** Start **

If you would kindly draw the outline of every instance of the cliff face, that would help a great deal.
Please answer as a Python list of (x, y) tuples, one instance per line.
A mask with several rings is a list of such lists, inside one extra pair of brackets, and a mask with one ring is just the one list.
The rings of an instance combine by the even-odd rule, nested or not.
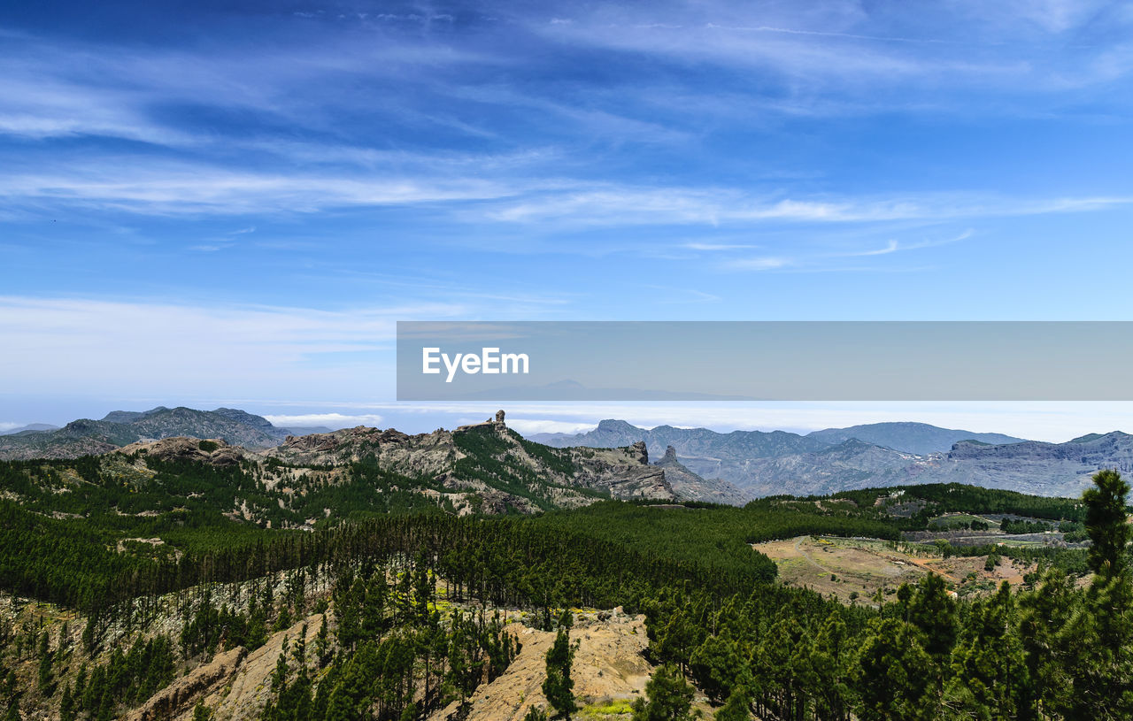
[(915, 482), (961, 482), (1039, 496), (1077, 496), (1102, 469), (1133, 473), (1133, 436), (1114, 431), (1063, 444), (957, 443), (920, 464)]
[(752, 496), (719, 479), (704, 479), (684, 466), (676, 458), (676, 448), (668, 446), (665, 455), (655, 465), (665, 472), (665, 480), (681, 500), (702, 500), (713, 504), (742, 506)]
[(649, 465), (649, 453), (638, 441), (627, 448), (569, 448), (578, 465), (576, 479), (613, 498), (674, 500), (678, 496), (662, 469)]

** End **

_STATED EXERCISE_:
Reproduce the material with "cliff face" swapped for "rock face" and everything else unchanged, omitting the pictures.

_EXERCISE ANSWER_:
If you would kindly draw the outline of every instance of the rock face, that would help a great deal.
Please answer as a Python list of (x, y) tuples, one instance per line.
A mask with several rings is a list of such lists, inside one extra pair of brackets, and a mask with one ring is just the one list.
The rings of an instance combine by the even-odd rule, nested or not.
[(915, 482), (961, 482), (1039, 496), (1077, 496), (1102, 469), (1133, 473), (1133, 436), (1114, 431), (1063, 444), (957, 443), (920, 464)]
[(752, 496), (719, 479), (704, 479), (684, 466), (676, 458), (676, 448), (668, 446), (665, 455), (655, 465), (665, 472), (665, 480), (681, 500), (702, 500), (713, 504), (742, 506)]
[(649, 465), (649, 453), (638, 441), (627, 448), (569, 448), (578, 465), (576, 479), (613, 498), (674, 500), (678, 496), (662, 469)]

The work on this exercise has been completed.